**Tasks and exercises:**
(a) Revise the review of The Broken Sword: give everything from "Wholly retrospective, The" down to "North Sea yesteryear." again, replacing "elves" with "fairies".
(b) Write the next part of the review of The Broken Sword, picking up after its final sentence.

**Text block:**
-- -- --

Wholly retrospective, The Broken Sword is also as mythic
as fantasy gets. Were the book written
500 years ago, it would be part of the Western canon. Plot and outcome the focus, setting,
dialogue, and philosophical exposition are kept to the barest minimum telling
of the ill-fated mortal Skafloc, his evil twin, Valard, and their lives among
the elves and trolls of North Sea yesteryear.
Not the immortal angels of Tolkien, Anderson’s elves maintain the grace
yet act with impunity. For the most selfish
of reasons, they steal Skafloc from his mother the night he is born, replacing him
with the changeling born of an ugly troll, Valard. One raised by elves, the other humans, trolls,
and a witch, their paths to adulthood take two different routes. Their fate, however, lies in the same
place.
Both being works of epic fantasy published in the mid ‘50s;
both using Nordic myth as story foundation; both having trolls, elves, songs
and poetry, quests, broken swords, lost kingdoms, and epic battles, the comparison
of the The Broken Sword to Tolkien’s masterpiece The Lord of the Rings is
inevitable. One technically a comedy and
the other tragedy, there are, however, a far larger number of differences. Tolkien extrapolates heavily on Volsung
Saga and Poetic Edda until the resemblance is minimal. Anderson, however, tells a story whose blood
flows in the same veins as the two famous Nordic myths. Tolkien’s epic is divided into three lengthy
volumes, while Anderson tells his tale in a succinct 274 pages, not a detail amiss. And while Tolkien manipulates characters to
avoid confronting loss and tragedy, Anderson embraces the fates of the people
in his world, death happening early and often to any and all. Both are romances, but only Anderson’s ends
in tears.

-- -- --

**Study material:**
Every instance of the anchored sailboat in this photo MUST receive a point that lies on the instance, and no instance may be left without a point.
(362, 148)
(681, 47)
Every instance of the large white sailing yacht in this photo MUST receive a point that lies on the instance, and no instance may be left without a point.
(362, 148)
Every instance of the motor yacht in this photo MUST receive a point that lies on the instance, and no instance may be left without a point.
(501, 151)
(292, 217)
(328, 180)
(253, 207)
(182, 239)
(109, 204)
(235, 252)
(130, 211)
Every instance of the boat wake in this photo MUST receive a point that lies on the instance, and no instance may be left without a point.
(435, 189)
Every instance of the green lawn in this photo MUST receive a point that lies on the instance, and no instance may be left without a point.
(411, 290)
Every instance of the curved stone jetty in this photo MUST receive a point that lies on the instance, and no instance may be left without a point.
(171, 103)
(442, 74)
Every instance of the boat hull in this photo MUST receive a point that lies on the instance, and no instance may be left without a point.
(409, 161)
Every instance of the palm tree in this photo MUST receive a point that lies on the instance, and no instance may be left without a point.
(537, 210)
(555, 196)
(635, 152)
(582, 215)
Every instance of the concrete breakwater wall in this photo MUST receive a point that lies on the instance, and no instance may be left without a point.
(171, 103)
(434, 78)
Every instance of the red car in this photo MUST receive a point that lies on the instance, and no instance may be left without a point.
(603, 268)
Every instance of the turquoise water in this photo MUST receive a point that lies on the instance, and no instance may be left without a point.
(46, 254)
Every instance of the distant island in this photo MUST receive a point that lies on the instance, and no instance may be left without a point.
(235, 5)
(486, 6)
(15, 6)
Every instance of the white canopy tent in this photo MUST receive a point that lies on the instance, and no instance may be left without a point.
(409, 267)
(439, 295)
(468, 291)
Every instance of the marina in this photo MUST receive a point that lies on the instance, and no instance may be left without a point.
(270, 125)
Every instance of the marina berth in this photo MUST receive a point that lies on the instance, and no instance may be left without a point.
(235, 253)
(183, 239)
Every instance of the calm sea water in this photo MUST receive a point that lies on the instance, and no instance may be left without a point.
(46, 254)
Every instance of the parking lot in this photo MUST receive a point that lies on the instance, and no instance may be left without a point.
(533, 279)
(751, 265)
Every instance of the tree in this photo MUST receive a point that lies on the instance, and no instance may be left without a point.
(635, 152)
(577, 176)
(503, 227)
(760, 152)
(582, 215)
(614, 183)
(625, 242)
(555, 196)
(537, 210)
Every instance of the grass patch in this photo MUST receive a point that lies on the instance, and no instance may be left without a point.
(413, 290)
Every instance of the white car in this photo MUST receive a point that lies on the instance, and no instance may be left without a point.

-- -- --

**Answers to the exercises:**
(a)
Wholly retrospective, The Broken Sword is also as mythic
as fantasy gets. Were the book written
500 years ago, it would be part of the Western canon. Plot and outcome the focus, setting,
dialogue, and philosophical exposition are kept to the barest minimum telling
of the ill-fated mortal Skafloc, his evil twin, Valard, and their lives among
the fairies and trolls of North Sea yesteryear.

(b)
The prose plucked from yesteryear, The Broken Sword’s grand,
effortless language is like stepping into the past to read of Achilles battling
Hector, or Beowulf, Grendel. Arcane in syntax
and style, readers who dislike “fancy” sentence structure should look
elsewhere. For those who revel in formal
yet keen description and dialogue, the book will be a real treat. Moreover, the distance Anderson maintains
from the characters allows the reader to view events with insouciance. Room for the imagination to color events as
it pleases, the author’s spare yet incisive style provides a certain degree of
freedom to better participate in the story while being guided effortlessly
forward.
In the end, The Broken Sword is a well crafted epic of
mythic proportions written in high-quality prose. Beowulf meets the Iliad, characters are
larger than life yet retain an innate connection to humanity so as to remain empathetic. Power, glory, hubris, the cycle of violence, honor,
love, and fate—the main staples of myth—are thus the major themes. As the classic tales of the Nords is the
source medium, a host of related works exist: Guy Gavriel Kay’s Last Light ofthe Sun, Nancy Farmer’s Sea of Trolls series, David Drake’s Northworld,
and Gene Wolfe's The Wizard Knight to name a few. But when it comes to style, readers will find
book has more in common with Lord Dunsany, William Morris, and E.R. Eddison. Fans of Moorcock’s Elric will find the seed
idea for Stormbringer while readers who think The Lord of the Rings pretentious
and bloated will enjoy Anderson’s Spartan prose and decisive movement of events. A well crafted story, The Broken Sword is
worthy of being a fantasy masterwork and defines dark fantasy.